● Esercizio assegnato 1: Riscrivi il tratto delle voci che va dal loro inizio fino alla riga con "[93,1209,215,1265]", estremi inclusi, sostituendo "cardboard box" con "carton" e lasciando invariato tutto il resto.

● Brano:
Quei tre personaggi che contano nell'Europa a pezzi
"È molto importante esaminare le posizioni di Merkel, Draghi, Obama e soprattutto gli interessi che muovono ciascuno di essi, non parlo di interessi personali ma di quelli che ciascuno di loro oggettivamente rappresenta"


Di EUGENIO SCALFARI
24 aprile 2016

In questa fase drammaticamente agitata in Europa i personaggi che contano sulla sorte del nostro continente sono tre: Angela Merkel, Mario Draghi, Barack Obama, da posizioni diverse e talvolta contrapposte. Ma conta anche, sia pure a un livello minore, Matteo Renzi.

È molto importante esaminare le loro rispettive posizioni e soprattutto gli interessi che muovono ciascuno di essi, non parlo di interessi personali ma di quelli che ciascuno di loro oggettivamente rappresenta.

La Merkel, ovviamente, rappresenta l’interesse della Germania ma con un “però” grande come un grattacielo: l’egemonia tedesca sull’Europa che, se fosse unificata su un modello federale, non potrebbe esser guidata che dalla Germania.

● Elenco:

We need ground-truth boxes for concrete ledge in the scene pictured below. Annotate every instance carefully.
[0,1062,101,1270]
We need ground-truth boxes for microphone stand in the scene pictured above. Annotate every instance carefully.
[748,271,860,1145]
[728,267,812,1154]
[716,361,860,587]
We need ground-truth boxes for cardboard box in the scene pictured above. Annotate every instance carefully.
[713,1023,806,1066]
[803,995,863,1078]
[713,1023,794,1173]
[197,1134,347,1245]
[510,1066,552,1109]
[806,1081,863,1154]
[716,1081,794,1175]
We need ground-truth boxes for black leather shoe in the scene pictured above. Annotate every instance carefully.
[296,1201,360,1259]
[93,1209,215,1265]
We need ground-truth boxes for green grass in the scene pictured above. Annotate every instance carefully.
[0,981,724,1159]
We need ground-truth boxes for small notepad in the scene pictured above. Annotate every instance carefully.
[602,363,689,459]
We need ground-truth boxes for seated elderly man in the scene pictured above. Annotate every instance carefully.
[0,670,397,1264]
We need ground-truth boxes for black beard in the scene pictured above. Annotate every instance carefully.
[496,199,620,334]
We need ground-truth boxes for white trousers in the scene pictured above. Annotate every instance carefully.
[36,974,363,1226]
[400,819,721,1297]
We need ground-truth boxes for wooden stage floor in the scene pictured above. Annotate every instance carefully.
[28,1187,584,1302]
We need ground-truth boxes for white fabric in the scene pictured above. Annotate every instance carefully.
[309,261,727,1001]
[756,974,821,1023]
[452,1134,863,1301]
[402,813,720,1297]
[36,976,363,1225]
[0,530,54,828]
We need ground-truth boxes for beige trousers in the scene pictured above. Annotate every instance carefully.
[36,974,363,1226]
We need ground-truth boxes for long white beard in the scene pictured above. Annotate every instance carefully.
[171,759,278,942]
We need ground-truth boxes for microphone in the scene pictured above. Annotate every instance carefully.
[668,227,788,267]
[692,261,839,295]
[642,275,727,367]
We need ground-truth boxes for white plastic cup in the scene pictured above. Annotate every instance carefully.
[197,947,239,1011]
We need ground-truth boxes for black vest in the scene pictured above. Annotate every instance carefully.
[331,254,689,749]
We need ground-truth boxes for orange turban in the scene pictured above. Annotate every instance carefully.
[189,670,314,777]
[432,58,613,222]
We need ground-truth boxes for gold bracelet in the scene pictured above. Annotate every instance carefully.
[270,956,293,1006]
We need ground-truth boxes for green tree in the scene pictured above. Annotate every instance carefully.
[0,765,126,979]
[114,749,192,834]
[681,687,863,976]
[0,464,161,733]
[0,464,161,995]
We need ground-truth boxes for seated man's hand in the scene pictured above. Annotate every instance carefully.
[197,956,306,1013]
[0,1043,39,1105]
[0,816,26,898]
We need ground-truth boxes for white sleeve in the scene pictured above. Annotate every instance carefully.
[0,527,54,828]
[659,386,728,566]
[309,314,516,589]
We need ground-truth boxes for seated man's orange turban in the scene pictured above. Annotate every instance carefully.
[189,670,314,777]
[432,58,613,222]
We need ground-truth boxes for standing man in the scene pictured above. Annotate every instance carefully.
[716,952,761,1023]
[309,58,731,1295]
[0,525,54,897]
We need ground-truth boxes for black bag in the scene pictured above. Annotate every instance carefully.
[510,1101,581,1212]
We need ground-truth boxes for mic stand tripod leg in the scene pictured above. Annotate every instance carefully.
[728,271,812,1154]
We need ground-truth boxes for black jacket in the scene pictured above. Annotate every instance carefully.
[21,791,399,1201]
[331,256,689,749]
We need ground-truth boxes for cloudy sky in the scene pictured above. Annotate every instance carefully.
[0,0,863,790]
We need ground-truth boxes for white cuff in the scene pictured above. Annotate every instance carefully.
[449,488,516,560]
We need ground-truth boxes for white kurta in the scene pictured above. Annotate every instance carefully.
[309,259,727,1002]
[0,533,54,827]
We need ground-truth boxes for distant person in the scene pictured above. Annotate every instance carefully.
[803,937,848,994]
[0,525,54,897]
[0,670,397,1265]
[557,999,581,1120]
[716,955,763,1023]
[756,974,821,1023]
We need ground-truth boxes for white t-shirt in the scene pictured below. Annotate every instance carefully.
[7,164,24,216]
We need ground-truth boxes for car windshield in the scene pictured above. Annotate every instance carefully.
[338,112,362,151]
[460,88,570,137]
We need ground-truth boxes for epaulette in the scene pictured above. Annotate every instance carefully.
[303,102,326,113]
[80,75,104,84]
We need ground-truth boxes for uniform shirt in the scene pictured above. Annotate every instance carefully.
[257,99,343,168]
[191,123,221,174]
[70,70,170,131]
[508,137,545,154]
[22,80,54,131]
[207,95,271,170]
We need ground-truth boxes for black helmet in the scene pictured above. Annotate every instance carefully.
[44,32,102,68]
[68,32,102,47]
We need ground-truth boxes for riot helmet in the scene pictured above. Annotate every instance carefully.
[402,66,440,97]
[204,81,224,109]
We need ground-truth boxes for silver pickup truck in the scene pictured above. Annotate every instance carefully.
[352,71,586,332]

● Esercizio assegnato 2: Elenca tutti i personaggi che, secondo il brano sull'Europa, contano sulla sorte del continente, compreso chi conta a un livello minore.

● Risposta 1:
We need ground-truth boxes for concrete ledge in the scene pictured below. Annotate every instance carefully.
[0,1062,101,1270]
We need ground-truth boxes for microphone stand in the scene pictured above. Annotate every instance carefully.
[748,271,860,1145]
[728,267,812,1154]
[716,361,860,587]
We need ground-truth boxes for carton in the scene pictured above. Annotate every instance carefully.
[713,1023,806,1066]
[803,995,863,1078]
[713,1023,794,1173]
[197,1134,347,1245]
[510,1066,552,1109]
[806,1081,863,1154]
[716,1081,794,1175]
We need ground-truth boxes for black leather shoe in the scene pictured above. Annotate every instance carefully.
[296,1201,360,1259]
[93,1209,215,1265]

● Risposta 2: Angela Merkel, Mario Draghi, Barack Obama, Matteo Renzi